Do this :: Starting at the line that contains "the small white" and continuing through the end of the material below, change "airplane" to "aircraft" and give those lines again with nothing else altered.
#### Information given
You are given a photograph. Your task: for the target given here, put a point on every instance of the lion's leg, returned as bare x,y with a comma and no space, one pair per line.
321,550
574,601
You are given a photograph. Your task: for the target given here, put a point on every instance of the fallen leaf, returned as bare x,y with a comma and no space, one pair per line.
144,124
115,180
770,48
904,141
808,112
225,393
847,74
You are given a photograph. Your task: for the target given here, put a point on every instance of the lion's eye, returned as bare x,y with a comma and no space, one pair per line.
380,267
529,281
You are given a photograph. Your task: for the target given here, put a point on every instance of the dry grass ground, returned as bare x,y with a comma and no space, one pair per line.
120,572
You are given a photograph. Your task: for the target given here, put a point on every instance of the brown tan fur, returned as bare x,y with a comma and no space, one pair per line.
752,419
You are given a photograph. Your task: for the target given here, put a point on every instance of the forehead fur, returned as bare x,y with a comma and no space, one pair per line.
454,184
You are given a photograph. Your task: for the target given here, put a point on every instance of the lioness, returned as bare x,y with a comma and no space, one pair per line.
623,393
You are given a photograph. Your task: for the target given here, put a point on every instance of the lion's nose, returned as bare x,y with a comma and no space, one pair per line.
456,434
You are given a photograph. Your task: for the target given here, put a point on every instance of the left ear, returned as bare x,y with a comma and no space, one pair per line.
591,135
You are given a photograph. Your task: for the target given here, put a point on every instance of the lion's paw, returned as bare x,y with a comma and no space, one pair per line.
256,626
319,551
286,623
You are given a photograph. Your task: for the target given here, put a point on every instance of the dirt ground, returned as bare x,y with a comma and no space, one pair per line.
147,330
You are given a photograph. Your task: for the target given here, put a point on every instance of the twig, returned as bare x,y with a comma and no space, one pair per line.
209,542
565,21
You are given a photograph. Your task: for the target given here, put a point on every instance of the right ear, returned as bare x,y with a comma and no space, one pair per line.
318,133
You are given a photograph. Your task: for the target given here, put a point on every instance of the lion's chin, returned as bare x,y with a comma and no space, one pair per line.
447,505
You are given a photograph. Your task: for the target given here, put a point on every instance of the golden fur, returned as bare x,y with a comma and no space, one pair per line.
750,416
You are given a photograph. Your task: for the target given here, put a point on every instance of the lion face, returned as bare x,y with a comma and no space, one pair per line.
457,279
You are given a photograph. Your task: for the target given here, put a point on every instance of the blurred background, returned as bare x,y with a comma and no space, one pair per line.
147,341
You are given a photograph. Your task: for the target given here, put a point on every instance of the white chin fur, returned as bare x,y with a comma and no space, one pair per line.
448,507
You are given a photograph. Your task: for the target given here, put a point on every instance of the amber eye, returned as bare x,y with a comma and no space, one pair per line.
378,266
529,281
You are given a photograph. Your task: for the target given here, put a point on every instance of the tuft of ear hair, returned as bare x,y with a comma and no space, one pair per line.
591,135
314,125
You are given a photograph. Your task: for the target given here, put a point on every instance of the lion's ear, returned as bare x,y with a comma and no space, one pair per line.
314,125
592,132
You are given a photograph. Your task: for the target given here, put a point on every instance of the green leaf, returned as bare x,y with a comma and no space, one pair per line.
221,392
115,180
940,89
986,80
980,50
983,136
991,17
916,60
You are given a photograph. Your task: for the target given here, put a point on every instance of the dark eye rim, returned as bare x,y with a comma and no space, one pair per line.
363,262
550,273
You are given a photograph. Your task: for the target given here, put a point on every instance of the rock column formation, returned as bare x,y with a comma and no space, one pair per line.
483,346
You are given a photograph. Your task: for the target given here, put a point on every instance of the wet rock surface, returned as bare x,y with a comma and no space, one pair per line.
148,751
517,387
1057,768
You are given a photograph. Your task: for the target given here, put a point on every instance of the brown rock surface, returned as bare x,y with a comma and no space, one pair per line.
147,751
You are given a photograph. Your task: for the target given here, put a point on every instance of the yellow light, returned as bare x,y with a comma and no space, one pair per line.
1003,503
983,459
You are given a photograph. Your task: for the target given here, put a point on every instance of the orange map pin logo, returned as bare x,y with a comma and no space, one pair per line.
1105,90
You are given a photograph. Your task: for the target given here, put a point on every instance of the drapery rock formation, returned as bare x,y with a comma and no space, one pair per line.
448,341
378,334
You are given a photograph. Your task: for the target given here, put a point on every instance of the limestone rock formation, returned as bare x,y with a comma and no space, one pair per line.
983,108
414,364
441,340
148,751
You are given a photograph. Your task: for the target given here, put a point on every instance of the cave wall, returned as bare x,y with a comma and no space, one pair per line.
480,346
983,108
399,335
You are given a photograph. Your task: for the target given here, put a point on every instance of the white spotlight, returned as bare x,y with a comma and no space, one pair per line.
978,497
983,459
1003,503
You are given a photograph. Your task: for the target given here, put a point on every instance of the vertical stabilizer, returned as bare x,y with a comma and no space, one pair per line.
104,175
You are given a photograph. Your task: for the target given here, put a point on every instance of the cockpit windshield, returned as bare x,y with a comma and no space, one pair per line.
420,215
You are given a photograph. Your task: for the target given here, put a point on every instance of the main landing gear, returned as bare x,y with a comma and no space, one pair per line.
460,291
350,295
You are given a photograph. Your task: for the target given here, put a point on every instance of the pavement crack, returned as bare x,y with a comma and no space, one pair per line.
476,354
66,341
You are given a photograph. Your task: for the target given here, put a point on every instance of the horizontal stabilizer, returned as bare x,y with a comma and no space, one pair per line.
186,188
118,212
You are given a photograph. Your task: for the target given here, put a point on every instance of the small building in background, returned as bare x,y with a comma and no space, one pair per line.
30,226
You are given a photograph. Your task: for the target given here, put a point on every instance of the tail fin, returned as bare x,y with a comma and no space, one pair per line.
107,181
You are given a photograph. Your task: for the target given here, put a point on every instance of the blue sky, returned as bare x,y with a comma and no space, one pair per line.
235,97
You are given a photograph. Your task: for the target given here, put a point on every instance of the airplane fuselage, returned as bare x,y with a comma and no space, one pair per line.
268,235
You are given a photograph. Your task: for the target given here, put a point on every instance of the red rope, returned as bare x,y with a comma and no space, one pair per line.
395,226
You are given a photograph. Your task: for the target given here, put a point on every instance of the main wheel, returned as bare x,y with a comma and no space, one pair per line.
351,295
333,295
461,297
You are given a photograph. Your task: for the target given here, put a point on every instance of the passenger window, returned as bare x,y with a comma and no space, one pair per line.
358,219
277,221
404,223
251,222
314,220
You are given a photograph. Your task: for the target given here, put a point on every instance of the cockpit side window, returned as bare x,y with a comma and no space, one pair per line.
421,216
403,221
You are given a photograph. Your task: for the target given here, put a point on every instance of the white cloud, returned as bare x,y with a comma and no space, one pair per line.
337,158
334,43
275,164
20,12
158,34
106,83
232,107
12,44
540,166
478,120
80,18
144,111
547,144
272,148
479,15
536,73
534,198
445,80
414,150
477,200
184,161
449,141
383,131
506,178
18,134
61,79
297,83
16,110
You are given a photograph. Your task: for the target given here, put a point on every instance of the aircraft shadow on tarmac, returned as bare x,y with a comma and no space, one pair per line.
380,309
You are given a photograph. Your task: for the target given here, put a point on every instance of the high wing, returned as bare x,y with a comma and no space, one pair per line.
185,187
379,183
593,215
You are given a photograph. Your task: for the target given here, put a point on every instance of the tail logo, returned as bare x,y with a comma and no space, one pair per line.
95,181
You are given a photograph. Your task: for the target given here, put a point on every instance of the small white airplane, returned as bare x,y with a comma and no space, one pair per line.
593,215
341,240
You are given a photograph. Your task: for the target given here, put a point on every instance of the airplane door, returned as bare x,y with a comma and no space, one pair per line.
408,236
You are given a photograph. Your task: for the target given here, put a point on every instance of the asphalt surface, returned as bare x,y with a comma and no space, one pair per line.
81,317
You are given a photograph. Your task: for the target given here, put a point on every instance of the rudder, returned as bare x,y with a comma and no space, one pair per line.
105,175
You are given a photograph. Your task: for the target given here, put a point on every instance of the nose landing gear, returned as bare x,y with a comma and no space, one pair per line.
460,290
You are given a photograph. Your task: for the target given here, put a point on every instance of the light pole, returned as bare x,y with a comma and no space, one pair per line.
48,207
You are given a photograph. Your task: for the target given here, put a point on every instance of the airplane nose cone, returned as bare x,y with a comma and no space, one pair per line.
########
Answer to the exercise ::
You are given a photograph. Your task: for the target given here, put a point on every instance of the small white aircraft, returned as bare x,y with a comma and no space, one pair per line.
593,215
341,240
You are given a photograph. Your task: for the target given here, put a point on every instance of the aircraft door, returned as bare x,y with a comma and no space, one pair per line.
408,236
You are given a photograph. Your task: for the target given here, put a point on every instance of the asphalt surface, returned as bare x,y with a comma and no space, one pair per line.
81,317
You are given a photograph. Your task: for the target given here, put a point on every instance of the rudder, returned as bare x,y with a comma and no space, one pair per line.
105,175
You are given a photograph. Your task: for the target given here, put a point on every instance of the nose landing gear, returned as bare x,y with a comma and no space, one pair per line.
460,290
You are given a photograph. Your task: for the target given here, put a point on every instance of the light pole, returned as bare x,y with a comma and no space, one pair per line.
48,207
You are given a photograph. Your task: for the target given here, put a point on every instance of the aircraft nose cone, returned as bare x,y with a comma and no space, one pair per line.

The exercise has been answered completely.